Exercise directions: Give back exactly the lines running from the line with "the white cloud" to the end of the entries, and only those lines.

======

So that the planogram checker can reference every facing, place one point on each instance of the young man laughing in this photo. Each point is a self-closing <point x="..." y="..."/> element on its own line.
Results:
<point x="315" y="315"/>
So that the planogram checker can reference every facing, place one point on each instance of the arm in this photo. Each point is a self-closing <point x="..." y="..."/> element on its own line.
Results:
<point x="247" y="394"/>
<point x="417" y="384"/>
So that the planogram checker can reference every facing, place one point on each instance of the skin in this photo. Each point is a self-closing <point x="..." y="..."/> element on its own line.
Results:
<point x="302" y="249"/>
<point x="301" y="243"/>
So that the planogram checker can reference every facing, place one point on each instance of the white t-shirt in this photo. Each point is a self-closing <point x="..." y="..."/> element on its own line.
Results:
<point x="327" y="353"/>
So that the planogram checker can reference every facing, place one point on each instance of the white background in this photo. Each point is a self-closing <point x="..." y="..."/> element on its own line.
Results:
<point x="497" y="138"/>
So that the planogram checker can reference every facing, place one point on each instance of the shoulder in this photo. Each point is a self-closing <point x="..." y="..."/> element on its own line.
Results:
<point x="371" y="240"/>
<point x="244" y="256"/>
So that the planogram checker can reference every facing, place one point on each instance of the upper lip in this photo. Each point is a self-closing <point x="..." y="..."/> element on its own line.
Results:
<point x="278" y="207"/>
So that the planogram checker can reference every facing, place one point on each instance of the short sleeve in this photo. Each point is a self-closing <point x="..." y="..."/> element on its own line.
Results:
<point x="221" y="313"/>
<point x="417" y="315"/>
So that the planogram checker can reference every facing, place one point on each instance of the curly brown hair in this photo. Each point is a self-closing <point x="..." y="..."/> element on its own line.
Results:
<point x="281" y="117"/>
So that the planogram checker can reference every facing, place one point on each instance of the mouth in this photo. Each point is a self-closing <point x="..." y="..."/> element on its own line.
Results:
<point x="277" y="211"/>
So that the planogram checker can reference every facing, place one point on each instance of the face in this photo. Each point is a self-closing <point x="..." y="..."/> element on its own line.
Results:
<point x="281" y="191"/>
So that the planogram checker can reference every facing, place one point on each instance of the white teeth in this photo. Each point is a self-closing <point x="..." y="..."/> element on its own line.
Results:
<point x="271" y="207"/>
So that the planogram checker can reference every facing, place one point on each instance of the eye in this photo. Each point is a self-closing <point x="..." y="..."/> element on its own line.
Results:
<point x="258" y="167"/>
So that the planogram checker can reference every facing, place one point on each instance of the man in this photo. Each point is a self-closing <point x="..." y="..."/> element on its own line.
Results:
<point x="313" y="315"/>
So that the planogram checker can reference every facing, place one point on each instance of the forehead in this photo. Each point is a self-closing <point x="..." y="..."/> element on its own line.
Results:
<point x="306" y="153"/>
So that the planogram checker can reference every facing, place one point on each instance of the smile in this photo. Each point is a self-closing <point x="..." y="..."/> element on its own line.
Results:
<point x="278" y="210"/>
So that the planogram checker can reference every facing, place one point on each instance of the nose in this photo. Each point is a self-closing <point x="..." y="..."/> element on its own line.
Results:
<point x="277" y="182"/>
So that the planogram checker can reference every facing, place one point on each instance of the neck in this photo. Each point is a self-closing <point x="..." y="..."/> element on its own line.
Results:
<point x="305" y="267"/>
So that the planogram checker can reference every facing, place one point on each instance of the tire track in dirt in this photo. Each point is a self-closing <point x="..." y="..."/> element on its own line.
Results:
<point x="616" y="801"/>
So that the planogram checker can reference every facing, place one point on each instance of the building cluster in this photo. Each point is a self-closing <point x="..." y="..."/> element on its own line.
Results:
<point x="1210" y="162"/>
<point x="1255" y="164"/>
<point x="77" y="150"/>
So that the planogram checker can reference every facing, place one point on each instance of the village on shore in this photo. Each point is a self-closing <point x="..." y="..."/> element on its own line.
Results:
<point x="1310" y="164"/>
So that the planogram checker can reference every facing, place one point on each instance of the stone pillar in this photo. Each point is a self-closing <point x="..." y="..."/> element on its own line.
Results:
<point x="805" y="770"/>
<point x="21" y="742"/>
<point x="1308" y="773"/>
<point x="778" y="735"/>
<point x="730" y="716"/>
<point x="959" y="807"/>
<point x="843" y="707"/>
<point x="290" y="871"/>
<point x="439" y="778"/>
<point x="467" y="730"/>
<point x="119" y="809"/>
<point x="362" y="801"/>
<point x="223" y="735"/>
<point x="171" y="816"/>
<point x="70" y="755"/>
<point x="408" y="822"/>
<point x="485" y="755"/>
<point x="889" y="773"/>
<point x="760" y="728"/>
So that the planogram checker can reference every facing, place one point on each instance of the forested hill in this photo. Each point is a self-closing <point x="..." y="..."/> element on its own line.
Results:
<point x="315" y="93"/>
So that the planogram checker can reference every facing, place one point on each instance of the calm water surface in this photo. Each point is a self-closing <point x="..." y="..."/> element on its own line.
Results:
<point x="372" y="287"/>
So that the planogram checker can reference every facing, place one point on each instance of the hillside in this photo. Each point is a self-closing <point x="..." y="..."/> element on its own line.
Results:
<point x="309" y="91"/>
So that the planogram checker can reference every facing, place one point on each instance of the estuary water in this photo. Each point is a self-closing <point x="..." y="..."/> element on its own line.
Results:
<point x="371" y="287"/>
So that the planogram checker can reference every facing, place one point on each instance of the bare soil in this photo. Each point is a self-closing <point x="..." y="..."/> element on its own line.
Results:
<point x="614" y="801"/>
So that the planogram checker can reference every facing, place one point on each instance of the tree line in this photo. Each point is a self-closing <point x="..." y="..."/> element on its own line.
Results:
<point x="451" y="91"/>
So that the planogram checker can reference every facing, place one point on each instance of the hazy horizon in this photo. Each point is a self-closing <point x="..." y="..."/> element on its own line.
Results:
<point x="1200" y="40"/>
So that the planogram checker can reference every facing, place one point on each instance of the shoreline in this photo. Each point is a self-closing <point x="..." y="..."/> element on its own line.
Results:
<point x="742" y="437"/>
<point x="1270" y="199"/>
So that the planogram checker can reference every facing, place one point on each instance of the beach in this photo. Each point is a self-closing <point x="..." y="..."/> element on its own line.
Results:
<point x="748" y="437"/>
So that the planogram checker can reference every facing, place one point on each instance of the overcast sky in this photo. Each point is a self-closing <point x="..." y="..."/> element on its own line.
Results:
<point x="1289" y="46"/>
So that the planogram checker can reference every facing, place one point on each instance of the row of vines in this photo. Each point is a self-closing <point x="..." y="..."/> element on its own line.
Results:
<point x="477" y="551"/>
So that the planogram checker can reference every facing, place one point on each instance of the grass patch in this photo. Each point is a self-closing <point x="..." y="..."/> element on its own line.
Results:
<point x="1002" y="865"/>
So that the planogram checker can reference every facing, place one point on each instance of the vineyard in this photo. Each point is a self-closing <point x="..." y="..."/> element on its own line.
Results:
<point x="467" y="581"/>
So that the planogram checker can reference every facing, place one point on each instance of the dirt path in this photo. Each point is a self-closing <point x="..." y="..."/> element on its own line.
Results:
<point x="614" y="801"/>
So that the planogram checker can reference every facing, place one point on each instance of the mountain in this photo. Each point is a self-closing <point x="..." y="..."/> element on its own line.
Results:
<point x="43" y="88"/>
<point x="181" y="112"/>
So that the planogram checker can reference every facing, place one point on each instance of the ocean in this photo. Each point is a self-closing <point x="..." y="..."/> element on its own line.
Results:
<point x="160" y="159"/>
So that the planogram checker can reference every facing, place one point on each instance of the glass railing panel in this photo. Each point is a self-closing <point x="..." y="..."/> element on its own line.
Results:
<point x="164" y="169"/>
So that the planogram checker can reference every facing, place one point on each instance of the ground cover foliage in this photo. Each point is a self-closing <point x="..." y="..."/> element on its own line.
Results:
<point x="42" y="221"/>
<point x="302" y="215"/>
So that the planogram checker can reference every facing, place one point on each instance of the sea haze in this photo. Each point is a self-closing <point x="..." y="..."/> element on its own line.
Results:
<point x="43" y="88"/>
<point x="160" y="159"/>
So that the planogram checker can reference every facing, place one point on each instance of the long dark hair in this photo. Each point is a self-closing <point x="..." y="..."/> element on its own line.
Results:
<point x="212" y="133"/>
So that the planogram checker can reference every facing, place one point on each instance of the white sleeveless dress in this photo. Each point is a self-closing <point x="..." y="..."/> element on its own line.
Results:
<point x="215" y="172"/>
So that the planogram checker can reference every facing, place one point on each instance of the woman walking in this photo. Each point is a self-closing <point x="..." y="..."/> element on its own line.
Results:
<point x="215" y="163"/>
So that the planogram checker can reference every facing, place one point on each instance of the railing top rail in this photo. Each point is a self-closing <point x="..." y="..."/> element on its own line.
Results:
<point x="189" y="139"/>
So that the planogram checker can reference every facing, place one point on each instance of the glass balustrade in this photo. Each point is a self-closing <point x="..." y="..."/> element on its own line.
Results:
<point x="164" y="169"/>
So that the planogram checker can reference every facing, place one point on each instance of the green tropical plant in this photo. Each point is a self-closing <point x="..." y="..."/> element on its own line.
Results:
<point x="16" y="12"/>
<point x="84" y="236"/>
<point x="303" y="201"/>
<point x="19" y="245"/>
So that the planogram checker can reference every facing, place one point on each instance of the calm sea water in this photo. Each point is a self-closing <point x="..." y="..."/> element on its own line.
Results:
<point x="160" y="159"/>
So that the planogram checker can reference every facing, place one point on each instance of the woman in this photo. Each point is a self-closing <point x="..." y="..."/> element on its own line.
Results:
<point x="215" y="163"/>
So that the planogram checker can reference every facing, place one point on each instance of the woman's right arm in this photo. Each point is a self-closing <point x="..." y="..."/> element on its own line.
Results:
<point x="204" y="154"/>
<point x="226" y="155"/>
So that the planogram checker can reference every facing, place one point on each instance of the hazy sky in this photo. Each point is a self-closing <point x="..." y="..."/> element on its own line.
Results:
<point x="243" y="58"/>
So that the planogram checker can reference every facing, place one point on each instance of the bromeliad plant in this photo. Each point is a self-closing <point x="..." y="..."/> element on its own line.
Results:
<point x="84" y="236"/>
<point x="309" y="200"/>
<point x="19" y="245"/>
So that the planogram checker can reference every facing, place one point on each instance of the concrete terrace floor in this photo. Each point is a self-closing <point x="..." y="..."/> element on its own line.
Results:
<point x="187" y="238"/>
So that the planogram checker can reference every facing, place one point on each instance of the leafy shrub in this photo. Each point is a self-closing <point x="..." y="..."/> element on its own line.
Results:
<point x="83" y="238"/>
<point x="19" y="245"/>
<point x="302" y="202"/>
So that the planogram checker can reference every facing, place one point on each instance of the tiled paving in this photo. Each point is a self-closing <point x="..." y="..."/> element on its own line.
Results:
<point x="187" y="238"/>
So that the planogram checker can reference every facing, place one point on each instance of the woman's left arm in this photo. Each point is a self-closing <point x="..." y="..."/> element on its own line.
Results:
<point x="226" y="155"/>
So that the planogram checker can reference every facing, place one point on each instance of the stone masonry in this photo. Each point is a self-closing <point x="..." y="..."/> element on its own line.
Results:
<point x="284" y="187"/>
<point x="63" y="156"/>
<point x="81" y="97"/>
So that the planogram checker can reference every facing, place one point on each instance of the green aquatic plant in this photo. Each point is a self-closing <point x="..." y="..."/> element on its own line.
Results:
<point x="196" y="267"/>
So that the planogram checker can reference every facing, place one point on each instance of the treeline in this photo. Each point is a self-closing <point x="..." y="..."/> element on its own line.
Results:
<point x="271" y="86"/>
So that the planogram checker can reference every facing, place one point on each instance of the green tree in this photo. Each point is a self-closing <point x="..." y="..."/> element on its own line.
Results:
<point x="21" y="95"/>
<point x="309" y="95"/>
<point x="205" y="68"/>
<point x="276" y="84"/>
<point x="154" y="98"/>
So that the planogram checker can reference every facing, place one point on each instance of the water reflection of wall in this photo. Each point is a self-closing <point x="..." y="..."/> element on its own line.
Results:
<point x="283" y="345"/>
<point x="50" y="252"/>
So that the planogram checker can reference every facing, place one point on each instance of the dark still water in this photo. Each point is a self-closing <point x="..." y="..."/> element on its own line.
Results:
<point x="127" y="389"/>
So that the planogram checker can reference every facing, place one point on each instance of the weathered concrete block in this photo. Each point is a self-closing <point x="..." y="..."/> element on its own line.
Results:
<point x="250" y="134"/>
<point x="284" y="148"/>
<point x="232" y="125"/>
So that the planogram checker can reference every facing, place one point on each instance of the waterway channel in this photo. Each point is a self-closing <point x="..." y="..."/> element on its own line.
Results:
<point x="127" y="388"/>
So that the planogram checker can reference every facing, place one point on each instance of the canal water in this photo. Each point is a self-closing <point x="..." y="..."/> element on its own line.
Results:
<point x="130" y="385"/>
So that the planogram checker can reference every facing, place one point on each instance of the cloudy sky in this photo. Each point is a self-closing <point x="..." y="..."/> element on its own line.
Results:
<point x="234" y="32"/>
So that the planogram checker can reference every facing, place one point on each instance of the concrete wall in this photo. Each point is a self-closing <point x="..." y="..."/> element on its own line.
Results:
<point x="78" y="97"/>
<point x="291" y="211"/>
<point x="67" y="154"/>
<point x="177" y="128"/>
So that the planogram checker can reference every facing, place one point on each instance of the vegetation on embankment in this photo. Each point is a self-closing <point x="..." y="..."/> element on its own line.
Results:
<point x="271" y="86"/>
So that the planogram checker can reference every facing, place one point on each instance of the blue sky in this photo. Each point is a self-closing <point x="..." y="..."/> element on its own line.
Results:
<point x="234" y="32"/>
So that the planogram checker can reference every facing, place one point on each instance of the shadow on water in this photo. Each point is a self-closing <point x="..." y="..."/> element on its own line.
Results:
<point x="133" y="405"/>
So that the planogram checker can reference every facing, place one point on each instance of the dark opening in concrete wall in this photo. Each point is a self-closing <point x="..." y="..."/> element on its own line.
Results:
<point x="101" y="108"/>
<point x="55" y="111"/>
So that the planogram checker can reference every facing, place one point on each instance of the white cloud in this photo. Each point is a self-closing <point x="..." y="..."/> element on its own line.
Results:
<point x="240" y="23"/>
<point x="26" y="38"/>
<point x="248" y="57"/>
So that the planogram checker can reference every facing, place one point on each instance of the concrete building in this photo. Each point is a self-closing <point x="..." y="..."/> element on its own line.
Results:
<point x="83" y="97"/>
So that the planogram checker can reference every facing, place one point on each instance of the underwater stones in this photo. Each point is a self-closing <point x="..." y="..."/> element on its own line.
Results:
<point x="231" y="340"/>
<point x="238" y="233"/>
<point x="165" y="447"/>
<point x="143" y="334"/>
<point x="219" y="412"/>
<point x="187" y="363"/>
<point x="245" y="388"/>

======

Full solution:
So that the planogram checker can reference every facing, place one point on each instance of the white cloud in this photo. Each point is a self-closing <point x="..." y="..."/> element on its own line.
Results:
<point x="240" y="23"/>
<point x="26" y="38"/>
<point x="248" y="57"/>
So that the planogram checker can reference every facing, place one point on each instance of the concrete building in this photo. Each point is a self-closing <point x="..." y="..."/> element on its own line.
Results:
<point x="83" y="97"/>
So that the planogram checker can reference every facing, place one point on each instance of the underwater stones in this photo. Each point is a self-closing <point x="..." y="..."/> element on its own line.
Results:
<point x="231" y="340"/>
<point x="238" y="233"/>
<point x="165" y="447"/>
<point x="143" y="334"/>
<point x="219" y="412"/>
<point x="187" y="363"/>
<point x="245" y="388"/>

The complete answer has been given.